What the task asks -
Print the records below exactly. Omit every picture.

=====

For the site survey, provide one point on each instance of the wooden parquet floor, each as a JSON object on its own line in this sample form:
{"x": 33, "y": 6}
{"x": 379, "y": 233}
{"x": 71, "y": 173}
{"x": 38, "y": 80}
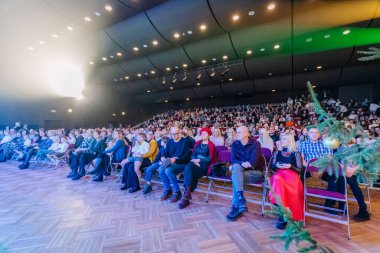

=====

Task output -
For the site survey, provide one point on each instance of the wooden parquet floor, each as a JSON object on its own line in this sample form:
{"x": 33, "y": 6}
{"x": 379, "y": 233}
{"x": 71, "y": 173}
{"x": 38, "y": 80}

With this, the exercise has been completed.